#### Extract provided

Epidemiology and Basic Research
But there is another perhaps more important barrier, namely the lack of appreciation of our discipline among many basic scientists. Paradoxically, at a time when epidemiologists struggle hard to understand and interact with basic scientists, to accommodate advanced laboratory techniques in their research and to move into the middle of biomedical research, there is apparently no symmetry in ambition between them and their colleagues at the laboratory bench. Indeed, still in 2009, it remains perfectly acceptable even for a distinguished basic scientist to know essentially nothing about epidemiology, and yet have strong, often vociferously expressed negative opinions about our discipline and little ambition to learn. The assumption that only basic research is “true” science does of course deny the continuity between mechanistic studies and primary prevention and may indeed “reflect a certain degree of intellectual snobbery.”3 This situation will never be improved by complaints or defensiveness on our part. Only successful collaboration, open discourse, methodologic rigor, self criticism, fewer alarms based on lousy “science,” and more careful promotion of findings that need confirmation will foster the mutual collegial respect that we now are often missing.
As we all know, the epidemiologic tool box is powerful but not trivial to master. The reliance on observation rather than experimentation, complex methodologic theory, advanced statistical techniques, and a separate terminology may alienate basic researchers who dominate biomedical research in influence as well as numbers. But their lack of appreciation of epidemiology may have deeper roots, related to the criteria for causal inference. In the laboratory sciences, mechanistic evidence from experimental animals is often considered both necessary and sufficient to document causal associations. In contrast, epidemiologists contend that generalization from animals to humans (or from one species to another) must be done cautiously, and has indeed often been misleading. Further, epidemiologists assert that causality can be established without mechanistic understanding4—with smoking as a cause of lung cancer as one preeminent example—and that most, if not all, causes of human disease have been documented epidemiologically. Until resolved, this controversy about the criteria for causal inference will continue to penalize epidemiologic candidates for the Nobel Prize and other scientific awards as well.

########
#### Supplied material

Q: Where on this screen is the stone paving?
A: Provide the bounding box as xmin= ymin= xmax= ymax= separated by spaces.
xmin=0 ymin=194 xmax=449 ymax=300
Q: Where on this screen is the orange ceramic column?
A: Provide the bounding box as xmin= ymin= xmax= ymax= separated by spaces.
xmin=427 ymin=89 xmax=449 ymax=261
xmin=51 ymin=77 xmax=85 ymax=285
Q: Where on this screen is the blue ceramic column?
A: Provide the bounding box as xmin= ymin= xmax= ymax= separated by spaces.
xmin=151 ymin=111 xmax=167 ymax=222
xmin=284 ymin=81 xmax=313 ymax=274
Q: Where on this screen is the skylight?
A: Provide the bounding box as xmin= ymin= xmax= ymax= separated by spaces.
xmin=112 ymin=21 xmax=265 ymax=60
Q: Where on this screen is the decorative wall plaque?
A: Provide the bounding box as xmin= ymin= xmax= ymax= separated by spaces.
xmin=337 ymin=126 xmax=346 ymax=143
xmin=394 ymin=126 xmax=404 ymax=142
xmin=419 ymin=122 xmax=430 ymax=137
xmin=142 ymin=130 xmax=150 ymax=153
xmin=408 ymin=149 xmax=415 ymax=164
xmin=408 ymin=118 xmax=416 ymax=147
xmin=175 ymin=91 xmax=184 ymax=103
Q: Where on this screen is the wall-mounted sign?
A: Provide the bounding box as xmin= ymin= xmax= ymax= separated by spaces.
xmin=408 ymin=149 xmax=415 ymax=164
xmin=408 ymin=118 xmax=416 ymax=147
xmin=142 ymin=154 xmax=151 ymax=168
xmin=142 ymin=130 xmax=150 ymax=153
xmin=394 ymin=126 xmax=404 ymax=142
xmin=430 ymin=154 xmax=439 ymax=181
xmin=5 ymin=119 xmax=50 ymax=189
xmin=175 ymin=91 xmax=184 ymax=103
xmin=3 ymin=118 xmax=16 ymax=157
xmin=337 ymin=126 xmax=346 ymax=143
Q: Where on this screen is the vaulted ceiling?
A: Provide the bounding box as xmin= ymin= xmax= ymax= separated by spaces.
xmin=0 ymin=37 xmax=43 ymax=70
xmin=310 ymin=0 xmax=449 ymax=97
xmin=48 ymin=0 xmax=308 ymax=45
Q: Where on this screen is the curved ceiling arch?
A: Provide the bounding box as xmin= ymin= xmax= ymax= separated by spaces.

########
#### Supplied material

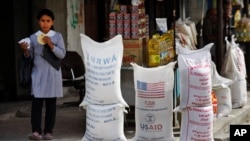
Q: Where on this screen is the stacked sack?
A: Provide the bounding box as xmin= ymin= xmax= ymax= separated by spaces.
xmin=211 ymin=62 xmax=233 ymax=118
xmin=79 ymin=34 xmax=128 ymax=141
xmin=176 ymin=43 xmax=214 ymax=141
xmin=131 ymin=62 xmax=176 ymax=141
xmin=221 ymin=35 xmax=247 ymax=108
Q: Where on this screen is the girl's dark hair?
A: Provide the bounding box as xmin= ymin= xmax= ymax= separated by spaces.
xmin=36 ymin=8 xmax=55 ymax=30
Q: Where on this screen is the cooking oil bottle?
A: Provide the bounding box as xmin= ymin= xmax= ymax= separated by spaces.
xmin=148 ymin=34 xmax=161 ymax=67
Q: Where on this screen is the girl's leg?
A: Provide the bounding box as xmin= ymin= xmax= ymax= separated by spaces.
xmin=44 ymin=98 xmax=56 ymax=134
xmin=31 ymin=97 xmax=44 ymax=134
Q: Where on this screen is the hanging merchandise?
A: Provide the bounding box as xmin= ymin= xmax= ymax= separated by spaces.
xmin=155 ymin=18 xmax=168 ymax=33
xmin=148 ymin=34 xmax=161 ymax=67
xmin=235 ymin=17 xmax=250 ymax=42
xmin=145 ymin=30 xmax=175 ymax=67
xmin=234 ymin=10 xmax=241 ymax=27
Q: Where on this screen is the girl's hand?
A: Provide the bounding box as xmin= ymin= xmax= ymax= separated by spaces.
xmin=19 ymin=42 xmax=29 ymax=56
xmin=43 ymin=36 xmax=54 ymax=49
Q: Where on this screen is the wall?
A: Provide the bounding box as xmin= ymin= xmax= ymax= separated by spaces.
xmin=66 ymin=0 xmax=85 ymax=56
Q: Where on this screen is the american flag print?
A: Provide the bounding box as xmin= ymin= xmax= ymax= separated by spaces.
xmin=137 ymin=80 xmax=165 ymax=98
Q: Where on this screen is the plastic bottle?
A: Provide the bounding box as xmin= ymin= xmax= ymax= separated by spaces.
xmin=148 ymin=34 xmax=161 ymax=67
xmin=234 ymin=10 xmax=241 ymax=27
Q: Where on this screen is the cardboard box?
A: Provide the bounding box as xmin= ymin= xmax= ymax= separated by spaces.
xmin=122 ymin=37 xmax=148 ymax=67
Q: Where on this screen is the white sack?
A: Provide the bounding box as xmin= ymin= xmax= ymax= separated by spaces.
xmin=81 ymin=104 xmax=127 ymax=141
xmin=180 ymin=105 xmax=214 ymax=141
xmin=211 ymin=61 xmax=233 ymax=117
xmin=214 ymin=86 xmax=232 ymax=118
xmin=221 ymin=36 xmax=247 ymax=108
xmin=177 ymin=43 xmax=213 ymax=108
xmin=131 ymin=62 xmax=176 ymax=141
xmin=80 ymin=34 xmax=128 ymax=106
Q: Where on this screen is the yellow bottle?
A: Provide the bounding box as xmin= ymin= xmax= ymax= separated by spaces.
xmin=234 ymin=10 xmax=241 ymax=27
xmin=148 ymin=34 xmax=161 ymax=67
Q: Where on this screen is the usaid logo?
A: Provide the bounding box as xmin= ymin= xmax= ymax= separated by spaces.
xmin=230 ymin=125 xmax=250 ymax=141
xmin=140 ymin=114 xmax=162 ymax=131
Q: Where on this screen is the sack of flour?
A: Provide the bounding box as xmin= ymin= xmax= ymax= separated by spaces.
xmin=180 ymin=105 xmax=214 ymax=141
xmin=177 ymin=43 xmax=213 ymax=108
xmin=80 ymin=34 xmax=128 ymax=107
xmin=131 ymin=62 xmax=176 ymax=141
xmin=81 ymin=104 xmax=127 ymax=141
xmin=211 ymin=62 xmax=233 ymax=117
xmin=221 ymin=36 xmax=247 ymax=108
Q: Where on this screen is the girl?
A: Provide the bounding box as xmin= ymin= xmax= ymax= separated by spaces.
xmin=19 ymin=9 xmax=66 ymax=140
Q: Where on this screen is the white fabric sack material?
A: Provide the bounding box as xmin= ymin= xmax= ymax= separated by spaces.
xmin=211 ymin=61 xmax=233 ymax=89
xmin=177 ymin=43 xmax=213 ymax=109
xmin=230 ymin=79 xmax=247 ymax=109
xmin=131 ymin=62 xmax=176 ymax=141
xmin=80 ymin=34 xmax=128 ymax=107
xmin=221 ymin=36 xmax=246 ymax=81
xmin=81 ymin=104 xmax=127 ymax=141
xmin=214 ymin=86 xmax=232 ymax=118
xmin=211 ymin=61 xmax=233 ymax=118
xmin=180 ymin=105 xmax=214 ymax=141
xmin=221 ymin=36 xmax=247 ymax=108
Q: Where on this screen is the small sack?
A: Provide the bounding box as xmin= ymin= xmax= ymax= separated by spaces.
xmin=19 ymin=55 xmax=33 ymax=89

########
#### Supplied material

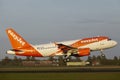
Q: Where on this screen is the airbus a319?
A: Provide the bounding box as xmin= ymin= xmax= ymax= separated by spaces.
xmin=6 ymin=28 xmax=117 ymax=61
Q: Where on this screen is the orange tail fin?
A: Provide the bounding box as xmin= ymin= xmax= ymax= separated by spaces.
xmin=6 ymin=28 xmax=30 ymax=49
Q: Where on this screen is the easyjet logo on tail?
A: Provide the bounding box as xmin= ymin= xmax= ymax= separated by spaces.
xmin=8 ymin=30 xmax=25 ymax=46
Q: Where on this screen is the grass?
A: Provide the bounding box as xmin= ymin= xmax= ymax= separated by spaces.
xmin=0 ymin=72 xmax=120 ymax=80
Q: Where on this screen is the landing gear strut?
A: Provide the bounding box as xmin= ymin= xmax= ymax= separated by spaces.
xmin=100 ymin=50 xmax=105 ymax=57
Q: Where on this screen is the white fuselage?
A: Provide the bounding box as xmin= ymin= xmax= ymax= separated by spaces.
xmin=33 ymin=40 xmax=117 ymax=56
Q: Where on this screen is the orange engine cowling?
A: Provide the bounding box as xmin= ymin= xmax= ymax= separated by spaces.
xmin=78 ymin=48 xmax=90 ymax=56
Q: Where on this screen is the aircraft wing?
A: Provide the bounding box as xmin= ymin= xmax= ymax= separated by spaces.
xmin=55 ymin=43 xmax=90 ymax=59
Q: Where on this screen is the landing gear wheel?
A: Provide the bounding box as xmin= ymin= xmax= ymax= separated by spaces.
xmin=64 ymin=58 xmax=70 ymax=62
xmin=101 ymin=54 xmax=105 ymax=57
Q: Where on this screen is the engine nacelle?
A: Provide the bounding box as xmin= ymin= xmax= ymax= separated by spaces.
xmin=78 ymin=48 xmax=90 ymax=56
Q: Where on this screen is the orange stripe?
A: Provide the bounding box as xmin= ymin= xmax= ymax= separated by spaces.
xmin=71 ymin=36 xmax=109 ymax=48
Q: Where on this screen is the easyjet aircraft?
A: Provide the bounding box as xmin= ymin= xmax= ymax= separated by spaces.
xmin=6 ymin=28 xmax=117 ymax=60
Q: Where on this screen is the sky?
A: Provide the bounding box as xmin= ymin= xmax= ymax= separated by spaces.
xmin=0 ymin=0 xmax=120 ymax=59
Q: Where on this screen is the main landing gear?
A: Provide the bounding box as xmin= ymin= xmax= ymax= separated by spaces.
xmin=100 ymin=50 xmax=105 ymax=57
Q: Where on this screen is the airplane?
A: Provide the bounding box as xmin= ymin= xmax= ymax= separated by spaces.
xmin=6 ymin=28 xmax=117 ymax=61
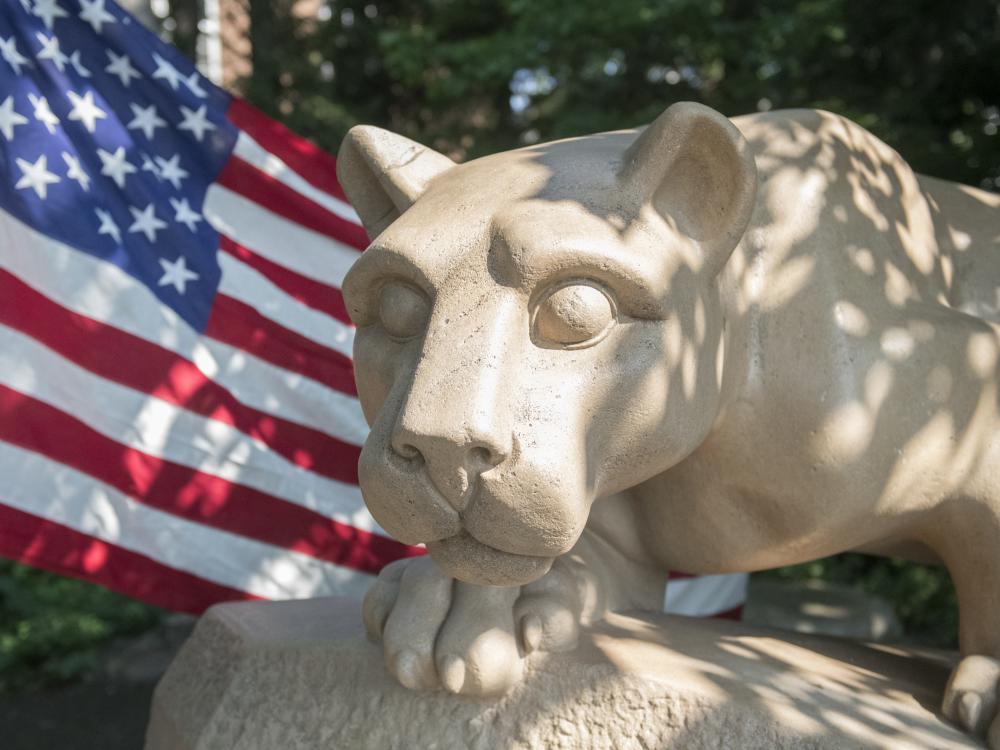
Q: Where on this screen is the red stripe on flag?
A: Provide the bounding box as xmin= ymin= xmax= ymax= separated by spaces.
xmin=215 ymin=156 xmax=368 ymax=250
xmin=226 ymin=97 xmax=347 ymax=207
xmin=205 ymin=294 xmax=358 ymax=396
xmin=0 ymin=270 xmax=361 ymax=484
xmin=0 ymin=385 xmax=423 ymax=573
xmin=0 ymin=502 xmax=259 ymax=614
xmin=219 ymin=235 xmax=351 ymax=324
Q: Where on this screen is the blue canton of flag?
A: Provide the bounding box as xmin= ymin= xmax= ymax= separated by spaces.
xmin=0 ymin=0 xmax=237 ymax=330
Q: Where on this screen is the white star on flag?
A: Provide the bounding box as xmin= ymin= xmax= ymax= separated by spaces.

########

**Assignment 1:** In the text on epidemiology and basic research, what example is given of causality established without mechanistic understanding?
**Assignment 2:** Continue the text on epidemiology and basic research from where it stops.

**Written reply 1:** Smoking as a cause of lung cancer.

**Written reply 2:**
The Nobel Prize in physiology or medicine is arguably the highest distinction in biomedical research. There is no question in my mind that epidemiologists have done work worthy of such distinction. Nonetheless, there are at least 3 factors that hamper epidemiologists from being considered: the rarity of distinct discoveries, unequivocally linked to 3 or fewer scholars; the lack of understanding and appreciation of epidemiology among many influential biomedical researchers; and the widespread perception that our discipline can document associations but not causality. Because none of these barriers can be easily eliminated, our expectations for a Nobel Prize in epidemiology anytime soon should be modest.
I sincerely thank the following colleagues and friends who have provided valuable comments to earlier drafts of this manuscript: Ellen Chang, Göran Hansson, Meir Stampfer, and Dimitrios Trichopoulos.
ABOUT THE AUTHOR
HANS-OLOV ADAMI is Professor and Chair of the Department of Epidemiology at Harvard University School of Public Health. He started his career in Sweden as a surgeon, and then became a cancer epidemiologist. He fostered the development of a large department of cancer epidemiology, first at Uppsala University and then at the Karolinska Institute. From 1998 to 2008, he served on the Nobel Assembly at the Karolinska, and was a member of the Nobel Committee in 1998, 1999, and 2000.